:: EXERCISE GOAL ::
The entries are to be repeated exactly, with all pictures omitted.

:: DATA TO USE ::
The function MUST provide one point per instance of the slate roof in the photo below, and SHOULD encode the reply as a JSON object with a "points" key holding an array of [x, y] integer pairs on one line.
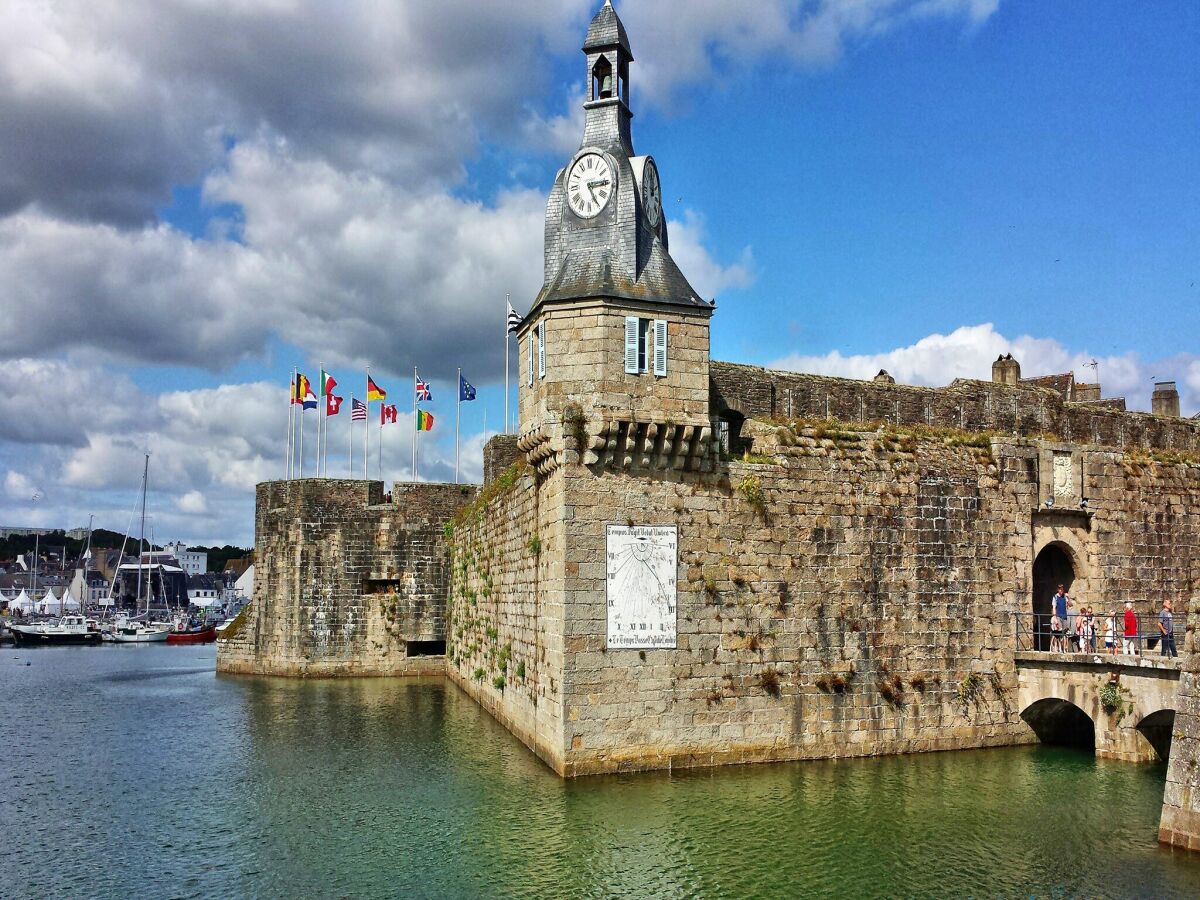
{"points": [[587, 274], [606, 30]]}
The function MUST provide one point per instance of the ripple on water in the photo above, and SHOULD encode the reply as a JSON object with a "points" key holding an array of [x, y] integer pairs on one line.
{"points": [[144, 774]]}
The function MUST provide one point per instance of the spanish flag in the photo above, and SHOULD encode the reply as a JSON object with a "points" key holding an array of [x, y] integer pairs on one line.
{"points": [[299, 389]]}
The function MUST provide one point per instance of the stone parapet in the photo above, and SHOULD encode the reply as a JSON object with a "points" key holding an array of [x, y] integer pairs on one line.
{"points": [[1019, 409]]}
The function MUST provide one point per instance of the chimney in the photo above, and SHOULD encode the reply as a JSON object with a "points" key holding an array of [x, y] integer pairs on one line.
{"points": [[1006, 370], [1165, 400]]}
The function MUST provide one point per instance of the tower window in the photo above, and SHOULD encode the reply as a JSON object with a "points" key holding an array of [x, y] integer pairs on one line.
{"points": [[646, 346]]}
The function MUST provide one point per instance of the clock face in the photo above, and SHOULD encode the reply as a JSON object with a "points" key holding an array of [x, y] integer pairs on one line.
{"points": [[589, 185], [652, 193]]}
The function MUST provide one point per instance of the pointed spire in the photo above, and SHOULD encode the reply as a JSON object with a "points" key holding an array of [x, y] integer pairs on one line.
{"points": [[606, 30]]}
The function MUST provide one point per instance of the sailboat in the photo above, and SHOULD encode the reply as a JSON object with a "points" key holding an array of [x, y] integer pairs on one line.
{"points": [[126, 630]]}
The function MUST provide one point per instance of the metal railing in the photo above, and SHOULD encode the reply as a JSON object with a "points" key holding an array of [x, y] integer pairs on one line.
{"points": [[1102, 634]]}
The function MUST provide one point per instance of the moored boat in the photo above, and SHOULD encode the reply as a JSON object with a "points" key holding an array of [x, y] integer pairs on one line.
{"points": [[138, 633], [196, 635], [69, 629]]}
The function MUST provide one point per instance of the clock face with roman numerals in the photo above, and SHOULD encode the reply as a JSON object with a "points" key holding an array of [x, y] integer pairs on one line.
{"points": [[589, 185]]}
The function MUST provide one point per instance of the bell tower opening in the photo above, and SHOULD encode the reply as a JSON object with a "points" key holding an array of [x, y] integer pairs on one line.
{"points": [[601, 79]]}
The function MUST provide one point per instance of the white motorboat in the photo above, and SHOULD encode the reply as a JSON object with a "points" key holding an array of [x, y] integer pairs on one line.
{"points": [[67, 629], [130, 631]]}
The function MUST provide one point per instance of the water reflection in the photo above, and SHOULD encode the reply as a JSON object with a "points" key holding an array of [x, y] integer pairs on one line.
{"points": [[147, 775]]}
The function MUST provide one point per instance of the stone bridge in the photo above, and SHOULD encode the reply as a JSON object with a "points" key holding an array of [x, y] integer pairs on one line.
{"points": [[1060, 697]]}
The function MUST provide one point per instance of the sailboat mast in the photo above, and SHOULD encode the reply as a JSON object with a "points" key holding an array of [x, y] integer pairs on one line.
{"points": [[142, 532]]}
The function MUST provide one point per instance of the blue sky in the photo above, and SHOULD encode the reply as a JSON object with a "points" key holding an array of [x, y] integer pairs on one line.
{"points": [[894, 183]]}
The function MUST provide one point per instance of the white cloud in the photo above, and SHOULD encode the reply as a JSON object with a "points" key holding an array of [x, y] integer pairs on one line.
{"points": [[682, 42], [192, 503], [18, 487], [969, 352], [708, 276]]}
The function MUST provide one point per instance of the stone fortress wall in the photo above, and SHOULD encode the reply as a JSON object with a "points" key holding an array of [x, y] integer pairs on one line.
{"points": [[347, 581], [1012, 408], [849, 591]]}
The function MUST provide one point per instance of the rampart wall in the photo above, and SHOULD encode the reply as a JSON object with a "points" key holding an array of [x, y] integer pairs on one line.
{"points": [[1020, 409], [505, 605], [347, 582]]}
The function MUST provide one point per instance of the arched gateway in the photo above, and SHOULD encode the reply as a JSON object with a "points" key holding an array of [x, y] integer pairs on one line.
{"points": [[1051, 568]]}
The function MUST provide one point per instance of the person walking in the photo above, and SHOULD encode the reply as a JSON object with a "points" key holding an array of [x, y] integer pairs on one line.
{"points": [[1167, 630], [1131, 630], [1060, 631]]}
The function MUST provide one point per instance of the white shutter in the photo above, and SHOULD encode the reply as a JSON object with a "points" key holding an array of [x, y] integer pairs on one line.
{"points": [[631, 345]]}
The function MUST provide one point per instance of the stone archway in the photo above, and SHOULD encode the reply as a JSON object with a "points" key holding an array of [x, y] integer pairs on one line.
{"points": [[1060, 721], [1053, 567], [1157, 730]]}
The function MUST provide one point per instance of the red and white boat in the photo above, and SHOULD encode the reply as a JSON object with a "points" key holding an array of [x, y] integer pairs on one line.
{"points": [[193, 635]]}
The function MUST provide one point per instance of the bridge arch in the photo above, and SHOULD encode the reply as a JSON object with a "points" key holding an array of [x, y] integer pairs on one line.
{"points": [[1060, 721], [1157, 729]]}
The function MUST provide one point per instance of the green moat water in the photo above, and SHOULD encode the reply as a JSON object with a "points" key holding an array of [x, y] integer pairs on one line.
{"points": [[137, 772]]}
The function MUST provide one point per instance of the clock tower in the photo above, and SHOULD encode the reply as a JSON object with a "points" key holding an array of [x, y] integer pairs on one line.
{"points": [[613, 353]]}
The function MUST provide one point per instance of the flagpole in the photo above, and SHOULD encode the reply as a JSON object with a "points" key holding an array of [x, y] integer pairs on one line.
{"points": [[508, 303], [457, 419], [415, 424], [366, 433], [292, 411]]}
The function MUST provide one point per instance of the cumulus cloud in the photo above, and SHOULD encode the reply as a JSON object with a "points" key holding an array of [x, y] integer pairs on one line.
{"points": [[107, 103], [18, 486], [969, 352]]}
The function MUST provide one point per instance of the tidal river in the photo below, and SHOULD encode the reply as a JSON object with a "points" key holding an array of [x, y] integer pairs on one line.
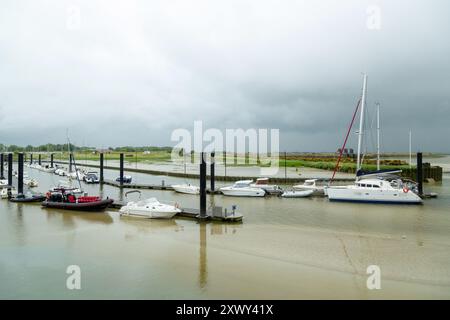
{"points": [[284, 249]]}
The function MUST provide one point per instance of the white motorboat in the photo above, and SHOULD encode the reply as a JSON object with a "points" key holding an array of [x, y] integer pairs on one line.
{"points": [[4, 193], [48, 169], [243, 189], [297, 194], [373, 186], [78, 175], [91, 177], [263, 183], [60, 172], [186, 188], [309, 185], [149, 208], [32, 183]]}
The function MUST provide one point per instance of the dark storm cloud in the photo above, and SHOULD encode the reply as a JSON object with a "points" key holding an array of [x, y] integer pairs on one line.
{"points": [[133, 71]]}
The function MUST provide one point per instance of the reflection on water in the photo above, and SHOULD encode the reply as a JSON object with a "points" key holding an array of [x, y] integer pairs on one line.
{"points": [[69, 218], [203, 263]]}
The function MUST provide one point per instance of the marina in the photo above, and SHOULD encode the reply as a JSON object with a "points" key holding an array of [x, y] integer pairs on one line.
{"points": [[312, 242], [221, 157]]}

:: EXERCISE ANSWER ::
The function MUST provide one point per instance of the slate roof in the photo below, and SHOULD encode the reply as a JSON object with a "points" key holding an array of [x, y] integer pairs on one line.
{"points": [[587, 274], [606, 30]]}
The function MUST provide one point per instance of the ripple on water in the photo above, and SHOULD encode the reply as a JSON object with a "points" key holding an array of [x, y] integer pairs on one line.
{"points": [[144, 774]]}
The function MUST provide one point per instance of the spanish flag in the photo above, and SHOULD encode the reply as a JSON object with a "points" key holding an array of [x, y] integer pairs on one line.
{"points": [[299, 389]]}
The function MUST provide one point per instance of the stone parapet in the photo above, and SHOULD encode the reply as a JSON object with a "points" key holding an array of [x, y] integer pairs on one line.
{"points": [[1019, 409]]}
The function MUST provide one point per instance of the chimney in the photo above, and SHOULD encode the reply as a JSON object with a "points" key holding an array of [x, y] integer pairs on one line.
{"points": [[1006, 370], [1165, 400]]}
The function MUST provide one point per instance of the tower window in the photo above, and SHOULD encode the reply as a JSON object with a "points" key holding an array of [x, y] integer pairs on one line.
{"points": [[646, 346]]}
The function MUST provide one point per instance of the clock face in the photo above, and SHOULD encode the reply as a JSON object with a "points" key holding an array of [x, y] integer pairs on one line.
{"points": [[589, 185], [652, 193]]}
The function MUST provide one point per instance of the pointed spire in the photo above, and SHOULD encode the reply as a JSON object with a "points" key holding an array of [x, y] integer pairs on one line.
{"points": [[606, 30]]}
The function MUST provide one point per instance of the sailboat in the photo above, and SHOULD encode the reply as a JSON object with a "points" key holding an array of [x, y] integer pairs on one line.
{"points": [[126, 630]]}
The function MUST provide one point per instance of the metal railing in the photo above, and SHOULD encode the reply as a JSON object with a "points" key holding an array of [x, y] integer pairs on one line.
{"points": [[1102, 634]]}
The function MUST provide one point per instance of the moored boat in the photo above, and SHOULD encode the reply as a JSON object with a "points" key holding an array of [x, y] integer pairs on one line.
{"points": [[138, 633], [196, 635], [69, 629]]}
The function MUST provide one point per instance of the clock face with roman numerals in the photo above, and SHOULD encode the reply as a JSON object with a "points" key holding an array of [x, y] integer pairs on one line.
{"points": [[589, 185]]}
The function MUST provide one point per instance of the bell tower opening in the photo above, and SHOULD encode the reply as a JSON object with a "points" key holding an array of [x, y] integer pairs on one line.
{"points": [[601, 79]]}
The function MUST provide one point per instance of the white motorboat in the photo above, and SHOULD encode the reply as a JSON object with a "points" key holding an array of [x, y] integer pairs on one line.
{"points": [[67, 629], [130, 631]]}
The function MUST provide one point per instance of the water reflection in the photo above, and SHOULD encode the reply as a JSON object with a "points" key holding an array of [x, y] integer pairs on one line.
{"points": [[147, 775]]}
The function MUST provide one point per instance of the stone bridge in the photo above, and SHOULD encode the reply as a JSON object with a "points" key holding an array of [x, y] integer pairs on one line.
{"points": [[1060, 697]]}
The function MUST provide one point per instance of the sailboat mast in the photo above, and SHOULD encode the reply as a JSON object with a "points" key holding an array of [x, y] integer pairs on one line.
{"points": [[142, 532]]}
The function MUST provide one point per instance of the blue sky in the photo above, and SHOULD encode the reply as a JSON object with a "points" key holding an array of [x, y] integer pairs on one line.
{"points": [[894, 183]]}
The function MUST provide one point per instance of the white cloud in the photo above, and SHOULD encode the reply as a JSON object with a "points" key holding an array of [x, y] integer pairs on one line.
{"points": [[682, 42], [192, 503], [18, 487], [969, 352], [708, 276]]}
The function MUST provide one point per instance of the stone fortress wall in the photo above, and SHOULD encode the reply as a JSON object with a "points" key holding an array of [x, y] integer pairs on one line.
{"points": [[347, 581], [1012, 408], [849, 591]]}
The function MUST provide one point per instance of the rampart wall in the photo above, and SHOULD encode the reply as a JSON object with a "points" key holding an array of [x, y] integer pairs on one line.
{"points": [[1020, 409], [505, 605], [347, 582]]}
The function MUST provide one point per instance of the arched gateway in the photo above, and SHOULD encode the reply as a JSON object with a "points" key holding an array of [x, y] integer pairs on one line.
{"points": [[1051, 568]]}
The function MUST provide one point per instance of the person walking in the photo above, and SHOULD encode the reply as a JSON object with a "points" key holding an array of [x, y] integer pairs on one line.
{"points": [[1167, 630], [1131, 630], [1060, 631]]}
The function MUST provide one point per instance of the white shutter in the photo above, and SHOULD encode the reply as a JSON object with a "points" key holding an array of [x, y] integer pairs on one line.
{"points": [[631, 345]]}
The function MUST provide one point per instance of the stone archway in the photo above, and SHOULD encode the reply as a JSON object with a "points" key holding an array of [x, y] integer pairs on one line.
{"points": [[1060, 721], [1053, 567], [1157, 730]]}
The function MUST provide one point per instance of the red and white boat in the photo above, and SHOULD encode the reply as a JSON object with a "points" key holding an array of [x, y] integer pairs on one line.
{"points": [[193, 635]]}
The function MUST provide one point per instance of the bridge arch in the photo above, and SHOULD encode the reply as a JSON object with a "points" key holding an array of [x, y] integer pairs on one line.
{"points": [[1060, 721], [1157, 729]]}
The function MUST provide one point per instance of the green moat water in the photo above, and SHOULD encode the reply as a JSON object with a "points" key holding an array of [x, y] integer pairs on one line.
{"points": [[137, 772]]}
The function MUST provide one point per instance of the clock tower in the photo above, and SHOULD encode the reply as a JSON object with a "points" key holding an array of [x, y] integer pairs on one line.
{"points": [[613, 353]]}
The function MUST provide one point per instance of the flagpole in the photo above, and SHOULD encode the reply as a JSON object with a "points" key holding an array of [x, y] integer pairs on one line.
{"points": [[508, 303], [457, 419], [415, 424], [366, 433], [292, 411]]}
The function MUST provide one point per instance of the cumulus cloud in the photo above, and SHOULD encode the reply as a JSON object with a "points" key holding an array of [x, y] integer pairs on one line.
{"points": [[107, 103], [18, 486], [969, 352]]}
The function MUST provide one point per instance of the tidal river in the photo below, and SHOULD encode the reply as a JSON object with a "points" key holding an array of [x, y] integer pairs on one line.
{"points": [[284, 249]]}
The function MUST provide one point per instance of the white motorboat in the photo above, and SHOULD encode the reply as a JSON object with a "points" key holding an array of [x, y] integer pairs on one line.
{"points": [[4, 193], [48, 169], [243, 189], [297, 194], [373, 186], [78, 175], [91, 177], [263, 183], [60, 172], [186, 188], [309, 185], [149, 208], [32, 183]]}
The function MUST provide one point per instance of the dark storm cloud in the photo above, and SHOULD encode the reply as a JSON object with a "points" key holding an array of [x, y] integer pairs on one line.
{"points": [[133, 71]]}
The function MUST provide one point per instance of the reflection on water in the photo above, and SHOULD encode the reply as a JSON object with a "points" key holding an array of [x, y] integer pairs on one line.
{"points": [[69, 218], [203, 263]]}
The function MUST provide one point per instance of the marina in the photo above, and SHOULD encode the reply as a JSON object with a "points" key holding an array of [x, y] integer pairs on one line.
{"points": [[312, 242], [221, 157]]}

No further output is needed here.